Transcribe every line exactly and omit anything that is a picture.

☆ ☆ ☆ ☆

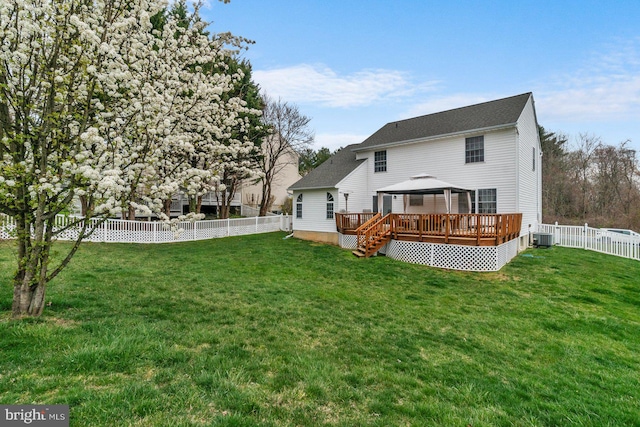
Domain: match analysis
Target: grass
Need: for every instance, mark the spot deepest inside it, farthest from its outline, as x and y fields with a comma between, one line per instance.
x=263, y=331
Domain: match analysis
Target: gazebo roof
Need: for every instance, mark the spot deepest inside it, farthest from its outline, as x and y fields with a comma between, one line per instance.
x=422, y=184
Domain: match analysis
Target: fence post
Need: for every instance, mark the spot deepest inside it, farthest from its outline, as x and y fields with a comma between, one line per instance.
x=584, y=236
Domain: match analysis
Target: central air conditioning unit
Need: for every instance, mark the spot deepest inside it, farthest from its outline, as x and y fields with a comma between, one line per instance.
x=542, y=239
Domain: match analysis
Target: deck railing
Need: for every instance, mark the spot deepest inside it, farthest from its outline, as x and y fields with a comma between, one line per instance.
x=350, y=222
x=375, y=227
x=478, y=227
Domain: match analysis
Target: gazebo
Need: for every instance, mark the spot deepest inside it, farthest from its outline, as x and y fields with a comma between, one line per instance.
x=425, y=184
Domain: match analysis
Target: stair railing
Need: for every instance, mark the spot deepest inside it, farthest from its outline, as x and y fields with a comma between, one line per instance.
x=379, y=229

☆ ☆ ☆ ☆

Result of this task:
Domain: match analysis
Target: grass
Need: for every instance, mark the spot deepest inside it, farthest from its outline, as x and y fields with a comma between, one line per instance.
x=263, y=331
Domain: match analysis
Target: gazebo roof
Need: for every instance, mark the spot deepest inside it, farthest from its outline, as x and y fields with a comma between, one line per instance.
x=422, y=184
Domain: match analysis
Target: fence post
Need: for every instance, mark the spot deepest inside it, farthest from its outline, as x and y fields with a comma between, one line per instance.
x=584, y=236
Domain: match analysis
Target: central air conditioning unit
Need: for every instance, mark the spot deepest inside it, farthest from its outline, as x and y fields with a comma between, one line per instance.
x=542, y=239
Domain: match analysis
Target: deck railing
Need: for every instance, mark the spot deepest inside it, farthest from its outline, as x and y fields with a comma between, one line per instance.
x=350, y=222
x=375, y=227
x=478, y=227
Domain: match analysis
Target: gazebo
Need: for every instance, mark the spot deepest inside it, farthest from its outline, as x and y fields with a comma between, one line per instance.
x=425, y=184
Domain: match analysis
Target: stair railing
Need: for every instance, mark the spot deepest inside it, farthest from its outline, as x and y fields with a comma between, one line per instance.
x=379, y=229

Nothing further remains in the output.